Six saisons pour une série, ce n’est pas l’âge de raison mais l’âge mûr qui, comme chacun sait, précède l’âge pourri. Généralement, à ce stade avancé, un show est passé par l’inclusion d’une foultitude d’événements salopant copieusement ses principes et son pitch de départ. À tel point qu’il devient dangereux pour le spectateur attentif de revoir les premières saisons sous peine d’incrédulité totale. Ce n’est pas le cas de l’excellente série crée par Alan Ball narrant le « vivre ensemble » compliqué des humains et des vampires dans la moiteur plouc de la Louisiane. Cette fresque traitant de thématiques étonnament complexes connaît chaque année un monstrueux climax virant dans le grand n’importe quoi cathartique. En 2012, ce pur moment de rock’n roll prenait la forme d’une virée orgiaque et meurtrière entre vampires défoncés. Ses participants, membres d’un ordre politique appelé l’Autorité, affamaient leur congénères en détruisant eux-mêmes, en secret, les usines de True Blood (la boisson de sang synthétique et garant de la paix entre vampires et humains). Et cette joyeuse bande de conspirateurs rêvant d’hégémonie raciale de sombrer dans le fanatisme religieux (thème récurrent de la série) auquel répondait bientôt un extrémisme de droite « humaine » anti-vampire.

(Entrées de données enregistrées)
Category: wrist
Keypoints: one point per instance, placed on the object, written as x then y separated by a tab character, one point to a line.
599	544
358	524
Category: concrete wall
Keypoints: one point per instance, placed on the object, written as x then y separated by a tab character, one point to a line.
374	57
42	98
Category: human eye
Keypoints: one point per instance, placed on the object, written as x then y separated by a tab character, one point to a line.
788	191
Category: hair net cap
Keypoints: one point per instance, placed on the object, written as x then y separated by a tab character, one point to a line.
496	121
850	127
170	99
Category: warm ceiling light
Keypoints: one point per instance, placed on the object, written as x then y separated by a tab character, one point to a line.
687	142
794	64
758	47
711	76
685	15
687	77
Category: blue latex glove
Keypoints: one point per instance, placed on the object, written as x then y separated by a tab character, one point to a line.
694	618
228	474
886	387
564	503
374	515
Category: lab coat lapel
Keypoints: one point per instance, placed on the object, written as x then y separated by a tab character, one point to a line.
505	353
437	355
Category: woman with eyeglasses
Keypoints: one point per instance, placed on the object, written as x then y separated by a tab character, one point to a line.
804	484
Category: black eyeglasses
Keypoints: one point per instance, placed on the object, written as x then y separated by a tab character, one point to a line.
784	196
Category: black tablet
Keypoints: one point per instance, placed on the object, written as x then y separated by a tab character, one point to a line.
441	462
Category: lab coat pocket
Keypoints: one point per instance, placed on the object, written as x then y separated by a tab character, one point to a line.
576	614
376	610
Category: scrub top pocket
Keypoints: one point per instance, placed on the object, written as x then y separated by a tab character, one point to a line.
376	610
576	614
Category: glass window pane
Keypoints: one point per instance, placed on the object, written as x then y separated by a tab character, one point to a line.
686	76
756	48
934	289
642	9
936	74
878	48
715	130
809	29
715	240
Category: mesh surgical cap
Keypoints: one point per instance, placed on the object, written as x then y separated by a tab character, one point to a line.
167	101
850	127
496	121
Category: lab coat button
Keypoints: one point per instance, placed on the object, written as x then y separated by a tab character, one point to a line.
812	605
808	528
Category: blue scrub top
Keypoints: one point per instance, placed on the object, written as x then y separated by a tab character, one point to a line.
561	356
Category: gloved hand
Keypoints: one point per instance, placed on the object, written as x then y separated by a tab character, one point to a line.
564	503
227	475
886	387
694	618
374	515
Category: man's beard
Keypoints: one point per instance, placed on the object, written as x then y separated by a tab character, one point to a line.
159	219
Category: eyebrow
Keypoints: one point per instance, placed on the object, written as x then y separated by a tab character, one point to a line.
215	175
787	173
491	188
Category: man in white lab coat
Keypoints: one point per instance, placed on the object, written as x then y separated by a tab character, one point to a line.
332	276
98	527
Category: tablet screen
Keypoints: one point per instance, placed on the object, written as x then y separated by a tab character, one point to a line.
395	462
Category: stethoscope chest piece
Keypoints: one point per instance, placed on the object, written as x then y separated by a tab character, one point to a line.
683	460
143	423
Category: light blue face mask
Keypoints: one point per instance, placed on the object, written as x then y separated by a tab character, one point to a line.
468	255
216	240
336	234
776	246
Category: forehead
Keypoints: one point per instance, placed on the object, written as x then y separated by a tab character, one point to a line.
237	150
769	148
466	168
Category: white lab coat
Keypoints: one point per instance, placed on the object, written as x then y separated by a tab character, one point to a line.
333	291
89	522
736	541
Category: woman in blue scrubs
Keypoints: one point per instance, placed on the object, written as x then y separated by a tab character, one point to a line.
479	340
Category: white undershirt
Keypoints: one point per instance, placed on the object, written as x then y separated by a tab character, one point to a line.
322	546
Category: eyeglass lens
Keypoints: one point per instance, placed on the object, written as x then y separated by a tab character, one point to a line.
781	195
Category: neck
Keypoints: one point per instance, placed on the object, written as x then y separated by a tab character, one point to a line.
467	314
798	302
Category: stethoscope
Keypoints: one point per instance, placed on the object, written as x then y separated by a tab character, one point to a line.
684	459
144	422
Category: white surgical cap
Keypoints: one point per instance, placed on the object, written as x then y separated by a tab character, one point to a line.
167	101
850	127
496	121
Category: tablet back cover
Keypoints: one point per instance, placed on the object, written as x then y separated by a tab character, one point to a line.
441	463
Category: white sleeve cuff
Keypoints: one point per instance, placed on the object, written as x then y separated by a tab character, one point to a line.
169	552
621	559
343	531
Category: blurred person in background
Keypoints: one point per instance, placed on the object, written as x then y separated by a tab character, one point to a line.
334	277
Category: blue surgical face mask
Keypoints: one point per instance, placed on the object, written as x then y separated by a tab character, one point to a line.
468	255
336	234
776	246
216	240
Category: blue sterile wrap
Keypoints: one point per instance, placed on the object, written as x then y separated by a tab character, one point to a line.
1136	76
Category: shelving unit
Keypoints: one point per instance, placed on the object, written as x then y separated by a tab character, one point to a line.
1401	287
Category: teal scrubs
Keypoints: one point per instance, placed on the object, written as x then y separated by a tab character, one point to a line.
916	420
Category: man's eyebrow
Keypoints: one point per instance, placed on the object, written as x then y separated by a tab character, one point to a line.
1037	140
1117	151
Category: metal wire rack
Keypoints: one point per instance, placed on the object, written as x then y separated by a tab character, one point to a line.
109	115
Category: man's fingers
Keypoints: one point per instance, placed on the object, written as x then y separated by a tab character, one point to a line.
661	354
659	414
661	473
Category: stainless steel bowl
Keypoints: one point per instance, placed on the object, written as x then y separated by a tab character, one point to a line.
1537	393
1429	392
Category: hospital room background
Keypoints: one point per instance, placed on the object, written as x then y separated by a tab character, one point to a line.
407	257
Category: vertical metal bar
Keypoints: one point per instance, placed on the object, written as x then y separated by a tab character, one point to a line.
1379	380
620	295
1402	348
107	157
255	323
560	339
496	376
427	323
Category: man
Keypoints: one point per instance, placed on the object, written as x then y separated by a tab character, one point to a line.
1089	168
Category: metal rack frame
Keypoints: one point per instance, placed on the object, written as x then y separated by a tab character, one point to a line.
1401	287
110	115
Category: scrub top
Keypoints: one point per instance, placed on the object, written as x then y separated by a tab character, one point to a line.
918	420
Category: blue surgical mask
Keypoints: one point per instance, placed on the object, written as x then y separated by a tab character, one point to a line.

▸ **Consignes d'exercice**
1. Répondez aux questions suivantes en vous appuyant sur l'extrait consacré à la série d'Alan Ball.
(a) Dans quelle région la série fait-elle cohabiter humains et vampires ?
(b) Comment s'appelle l'ordre politique dont font partie les vampires de la virée de 2012 ?
(c) Qu'est-ce que les membres de cet ordre détruisaient en secret ?
2. Prolongez l'extrait consacré à la série d'Alan Ball en rédigeant le paragraphe qui suit sa dernière phrase.

▸ **Corrigé des exercices**
1.
(a) En Louisiane.
(b) L'Autorité.
(c) Les usines de True Blood, la boisson de sang synthétique.

2.
C’est dans ce contexte de choc des cultures et de guerre sainte que démarre cette nouvelle saison. L’Autorité est décimée. Le gentil buveur de sang Bill Compton se voit investi de super pouvoirs flippants. Un gouverneur chrétien tendance dure met en place un apartheid discriminant les vampires et organise des rafles. Sookie, l’héroïne de la série, se voit poursuivie par le vampire coupable du meurtre de ses parents. Pendant ce temps, Alcide, Terry Bellefleur et Sam Merlott affrontent eux aussi, comme ils peuvent, les vissicitudes de leurs destins de freaks. Ce name-dropping a de quoi étourdir les néophytes du soap opéra sexy et gore de Ball. Mais, comme à chaque saison, un motif dominant se dessine au fil des intrigues, transcendant les trajectoires individuelles. Cette fois-ci semble surnager une multiplicité d’interprétations du bon vieux principe freudien “Il faut tuer le père”, que ce soit Dieu (version spirituelle) ou le géniteur (mode biologique). Renier sa filiation, dire merde aux souvenirs de papa maman (souillés par une révélation dont on se serait bien passé). S’émanciper du père (« le pire » comme dirait Baudelaire qui s’y connaissait bien, lui aussi, en créatures nocturnes). Pris au sens très large, il s’agît également de parfois détruire le père que l’on est soi-même devenu : autoritaire, désensibilisé ou hanté par un passé trop lourd.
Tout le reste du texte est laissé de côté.